- [DO THIS]: Quote verbatim the lines of the material from the line containing "of the green" through the last line of the material, inclusive.

-- start of DATA FOR THE TASK --

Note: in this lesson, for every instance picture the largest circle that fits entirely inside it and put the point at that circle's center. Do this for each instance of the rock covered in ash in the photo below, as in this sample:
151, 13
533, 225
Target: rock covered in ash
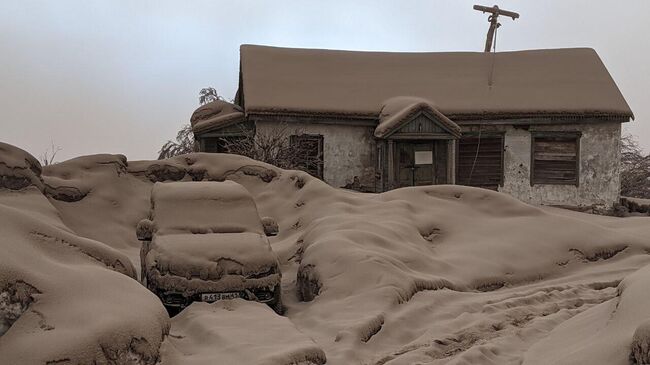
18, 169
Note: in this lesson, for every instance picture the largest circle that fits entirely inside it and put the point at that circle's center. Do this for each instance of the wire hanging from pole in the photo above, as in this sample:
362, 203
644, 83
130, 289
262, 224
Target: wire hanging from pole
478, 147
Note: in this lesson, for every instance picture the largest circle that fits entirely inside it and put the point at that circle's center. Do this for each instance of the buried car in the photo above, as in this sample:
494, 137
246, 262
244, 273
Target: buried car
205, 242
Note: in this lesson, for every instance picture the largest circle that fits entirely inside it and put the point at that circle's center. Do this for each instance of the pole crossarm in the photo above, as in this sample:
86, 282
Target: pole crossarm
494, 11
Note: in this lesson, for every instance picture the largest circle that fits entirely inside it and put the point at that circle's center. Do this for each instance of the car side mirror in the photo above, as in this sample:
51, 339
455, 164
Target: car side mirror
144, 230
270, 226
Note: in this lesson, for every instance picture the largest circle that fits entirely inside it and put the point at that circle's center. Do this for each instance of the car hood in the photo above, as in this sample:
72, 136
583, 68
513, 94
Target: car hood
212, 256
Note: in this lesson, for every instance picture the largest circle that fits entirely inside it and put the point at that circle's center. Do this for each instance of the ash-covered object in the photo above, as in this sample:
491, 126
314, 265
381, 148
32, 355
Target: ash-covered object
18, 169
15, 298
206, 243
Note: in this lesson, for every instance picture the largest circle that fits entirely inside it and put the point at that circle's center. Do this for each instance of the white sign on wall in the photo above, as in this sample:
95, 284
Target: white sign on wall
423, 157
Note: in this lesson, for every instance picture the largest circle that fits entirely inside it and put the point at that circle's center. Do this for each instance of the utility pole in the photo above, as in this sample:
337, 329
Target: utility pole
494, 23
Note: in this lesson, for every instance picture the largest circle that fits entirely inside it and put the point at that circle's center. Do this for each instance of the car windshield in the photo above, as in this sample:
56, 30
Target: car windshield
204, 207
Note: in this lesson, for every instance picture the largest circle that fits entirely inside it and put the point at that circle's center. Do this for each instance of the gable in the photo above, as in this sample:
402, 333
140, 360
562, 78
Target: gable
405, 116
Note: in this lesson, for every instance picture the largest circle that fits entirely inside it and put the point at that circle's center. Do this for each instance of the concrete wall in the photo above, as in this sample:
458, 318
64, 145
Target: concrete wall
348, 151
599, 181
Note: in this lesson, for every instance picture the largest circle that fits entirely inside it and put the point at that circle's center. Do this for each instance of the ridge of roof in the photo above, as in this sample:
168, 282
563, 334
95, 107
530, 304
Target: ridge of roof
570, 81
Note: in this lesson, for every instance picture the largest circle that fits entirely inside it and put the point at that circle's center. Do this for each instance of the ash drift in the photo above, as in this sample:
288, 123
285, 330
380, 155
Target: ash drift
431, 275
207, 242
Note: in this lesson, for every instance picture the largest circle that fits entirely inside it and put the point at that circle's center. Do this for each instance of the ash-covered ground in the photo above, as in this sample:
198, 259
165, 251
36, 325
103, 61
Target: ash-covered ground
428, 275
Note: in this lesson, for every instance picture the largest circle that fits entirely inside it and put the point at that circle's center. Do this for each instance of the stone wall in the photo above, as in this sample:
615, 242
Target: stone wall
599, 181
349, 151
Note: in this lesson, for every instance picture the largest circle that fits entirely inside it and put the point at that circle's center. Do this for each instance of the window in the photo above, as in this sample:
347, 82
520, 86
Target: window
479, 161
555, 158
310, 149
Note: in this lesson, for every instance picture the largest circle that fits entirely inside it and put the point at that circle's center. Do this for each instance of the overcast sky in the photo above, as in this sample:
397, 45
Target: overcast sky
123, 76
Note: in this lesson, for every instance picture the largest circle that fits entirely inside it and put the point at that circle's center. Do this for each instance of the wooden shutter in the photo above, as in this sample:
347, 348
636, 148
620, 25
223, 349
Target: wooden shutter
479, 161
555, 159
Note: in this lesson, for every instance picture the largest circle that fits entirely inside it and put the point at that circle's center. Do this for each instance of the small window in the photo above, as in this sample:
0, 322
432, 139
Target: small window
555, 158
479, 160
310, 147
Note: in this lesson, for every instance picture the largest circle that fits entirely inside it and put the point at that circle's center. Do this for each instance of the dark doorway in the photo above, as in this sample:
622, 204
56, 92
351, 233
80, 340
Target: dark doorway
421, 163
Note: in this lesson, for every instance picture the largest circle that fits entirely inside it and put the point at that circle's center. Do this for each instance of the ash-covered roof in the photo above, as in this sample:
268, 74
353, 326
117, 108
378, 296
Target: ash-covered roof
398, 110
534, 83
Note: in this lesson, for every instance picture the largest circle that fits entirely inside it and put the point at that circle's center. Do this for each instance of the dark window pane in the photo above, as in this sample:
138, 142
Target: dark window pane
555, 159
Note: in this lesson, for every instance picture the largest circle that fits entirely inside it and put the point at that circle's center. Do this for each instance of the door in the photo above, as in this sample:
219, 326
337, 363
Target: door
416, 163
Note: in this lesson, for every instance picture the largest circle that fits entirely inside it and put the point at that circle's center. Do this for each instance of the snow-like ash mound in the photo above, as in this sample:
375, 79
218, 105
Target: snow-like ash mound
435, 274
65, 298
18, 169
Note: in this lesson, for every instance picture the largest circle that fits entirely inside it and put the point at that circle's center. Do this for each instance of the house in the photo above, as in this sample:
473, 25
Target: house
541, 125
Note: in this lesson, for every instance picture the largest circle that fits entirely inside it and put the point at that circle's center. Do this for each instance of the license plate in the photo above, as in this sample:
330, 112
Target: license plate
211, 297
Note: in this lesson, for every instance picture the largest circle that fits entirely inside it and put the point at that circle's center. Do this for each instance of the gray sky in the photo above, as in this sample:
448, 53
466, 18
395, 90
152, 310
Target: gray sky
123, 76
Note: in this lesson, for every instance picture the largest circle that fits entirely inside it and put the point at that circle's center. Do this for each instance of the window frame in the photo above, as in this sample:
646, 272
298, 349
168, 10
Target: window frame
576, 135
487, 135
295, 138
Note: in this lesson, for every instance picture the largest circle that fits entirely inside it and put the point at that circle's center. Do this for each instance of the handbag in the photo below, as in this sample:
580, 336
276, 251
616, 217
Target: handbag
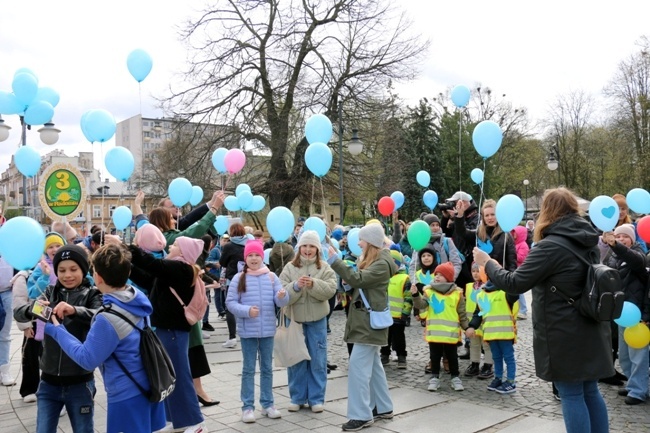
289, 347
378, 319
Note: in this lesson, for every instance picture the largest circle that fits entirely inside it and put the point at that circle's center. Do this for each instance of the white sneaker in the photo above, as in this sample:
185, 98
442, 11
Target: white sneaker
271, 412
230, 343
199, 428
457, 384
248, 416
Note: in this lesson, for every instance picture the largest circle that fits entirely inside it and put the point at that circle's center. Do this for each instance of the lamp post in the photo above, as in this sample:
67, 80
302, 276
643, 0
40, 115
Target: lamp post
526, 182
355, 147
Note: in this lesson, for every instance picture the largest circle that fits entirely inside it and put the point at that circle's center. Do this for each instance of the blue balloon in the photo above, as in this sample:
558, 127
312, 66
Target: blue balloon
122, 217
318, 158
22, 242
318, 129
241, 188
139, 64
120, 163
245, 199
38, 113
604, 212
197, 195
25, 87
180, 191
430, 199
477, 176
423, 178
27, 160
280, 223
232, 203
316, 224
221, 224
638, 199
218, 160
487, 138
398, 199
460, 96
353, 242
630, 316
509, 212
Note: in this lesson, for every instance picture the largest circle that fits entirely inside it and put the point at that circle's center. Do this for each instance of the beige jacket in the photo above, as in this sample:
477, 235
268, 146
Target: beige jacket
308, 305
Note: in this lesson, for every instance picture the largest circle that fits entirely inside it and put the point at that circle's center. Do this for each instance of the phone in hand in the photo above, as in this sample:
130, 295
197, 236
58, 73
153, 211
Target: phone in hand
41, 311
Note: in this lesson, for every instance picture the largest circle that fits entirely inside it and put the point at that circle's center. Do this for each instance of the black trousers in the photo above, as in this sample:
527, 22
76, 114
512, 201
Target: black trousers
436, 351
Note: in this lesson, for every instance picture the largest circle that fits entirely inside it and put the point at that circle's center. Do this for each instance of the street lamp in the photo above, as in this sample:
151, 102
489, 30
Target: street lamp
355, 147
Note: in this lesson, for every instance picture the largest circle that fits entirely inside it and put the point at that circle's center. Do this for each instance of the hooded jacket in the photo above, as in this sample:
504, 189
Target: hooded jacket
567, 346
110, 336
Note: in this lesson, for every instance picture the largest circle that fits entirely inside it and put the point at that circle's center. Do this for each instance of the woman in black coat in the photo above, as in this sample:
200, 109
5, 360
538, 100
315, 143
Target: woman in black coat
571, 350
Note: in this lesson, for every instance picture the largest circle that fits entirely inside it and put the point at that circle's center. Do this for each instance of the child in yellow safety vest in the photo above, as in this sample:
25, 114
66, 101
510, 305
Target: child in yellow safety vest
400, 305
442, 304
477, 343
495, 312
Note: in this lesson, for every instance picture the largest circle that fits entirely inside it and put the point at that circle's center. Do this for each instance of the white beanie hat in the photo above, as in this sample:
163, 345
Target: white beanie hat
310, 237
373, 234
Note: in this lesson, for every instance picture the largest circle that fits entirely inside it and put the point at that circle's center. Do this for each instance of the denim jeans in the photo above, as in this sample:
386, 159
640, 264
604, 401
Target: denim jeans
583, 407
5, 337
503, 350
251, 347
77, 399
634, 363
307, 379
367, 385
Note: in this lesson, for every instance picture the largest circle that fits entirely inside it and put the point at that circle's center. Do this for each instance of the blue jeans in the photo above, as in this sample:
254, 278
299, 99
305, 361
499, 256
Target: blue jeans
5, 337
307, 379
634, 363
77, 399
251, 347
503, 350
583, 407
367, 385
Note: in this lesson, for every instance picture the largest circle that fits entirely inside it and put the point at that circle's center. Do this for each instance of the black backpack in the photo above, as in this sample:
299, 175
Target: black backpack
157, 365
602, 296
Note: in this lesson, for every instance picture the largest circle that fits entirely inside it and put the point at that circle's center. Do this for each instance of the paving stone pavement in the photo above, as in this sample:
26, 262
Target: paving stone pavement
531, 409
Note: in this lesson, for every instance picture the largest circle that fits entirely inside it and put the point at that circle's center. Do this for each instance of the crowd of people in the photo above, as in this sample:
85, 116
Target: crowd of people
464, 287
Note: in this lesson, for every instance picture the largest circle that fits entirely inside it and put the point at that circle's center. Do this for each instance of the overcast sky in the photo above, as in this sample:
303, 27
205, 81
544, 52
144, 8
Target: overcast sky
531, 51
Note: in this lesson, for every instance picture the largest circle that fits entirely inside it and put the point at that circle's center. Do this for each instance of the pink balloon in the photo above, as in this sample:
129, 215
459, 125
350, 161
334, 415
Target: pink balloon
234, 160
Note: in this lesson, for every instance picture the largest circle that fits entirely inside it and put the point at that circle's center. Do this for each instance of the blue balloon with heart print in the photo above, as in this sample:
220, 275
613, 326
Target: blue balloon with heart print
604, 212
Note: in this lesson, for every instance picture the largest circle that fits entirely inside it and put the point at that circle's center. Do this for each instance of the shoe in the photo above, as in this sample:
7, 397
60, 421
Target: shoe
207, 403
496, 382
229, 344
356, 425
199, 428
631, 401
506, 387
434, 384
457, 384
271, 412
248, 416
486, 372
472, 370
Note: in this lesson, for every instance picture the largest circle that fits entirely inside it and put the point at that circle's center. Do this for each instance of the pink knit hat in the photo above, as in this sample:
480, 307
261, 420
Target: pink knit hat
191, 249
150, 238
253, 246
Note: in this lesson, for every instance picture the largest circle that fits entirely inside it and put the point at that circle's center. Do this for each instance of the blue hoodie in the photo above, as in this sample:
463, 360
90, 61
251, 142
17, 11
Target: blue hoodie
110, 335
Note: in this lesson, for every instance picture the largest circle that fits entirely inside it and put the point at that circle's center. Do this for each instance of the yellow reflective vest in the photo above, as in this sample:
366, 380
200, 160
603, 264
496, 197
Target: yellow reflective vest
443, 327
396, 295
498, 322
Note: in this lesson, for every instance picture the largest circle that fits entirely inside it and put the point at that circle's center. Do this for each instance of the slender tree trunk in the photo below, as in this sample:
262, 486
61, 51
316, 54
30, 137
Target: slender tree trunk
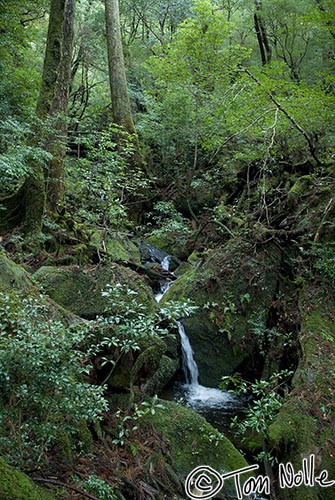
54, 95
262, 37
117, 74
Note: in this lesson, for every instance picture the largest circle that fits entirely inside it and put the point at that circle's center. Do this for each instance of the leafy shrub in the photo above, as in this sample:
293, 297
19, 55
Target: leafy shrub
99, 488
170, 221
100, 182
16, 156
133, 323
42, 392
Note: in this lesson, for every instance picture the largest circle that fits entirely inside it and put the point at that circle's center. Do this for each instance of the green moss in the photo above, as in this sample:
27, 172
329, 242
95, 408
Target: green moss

-- end of DATA FOR THE TASK --

- [THE RESULT]:
Note: in this lesson, for every instance picture the largest circle that fits entirely inside it and put the point at that circle's center. Do this for each instance of the green moss in the photo above, as in this sample:
27, 172
329, 242
95, 408
Target: green moss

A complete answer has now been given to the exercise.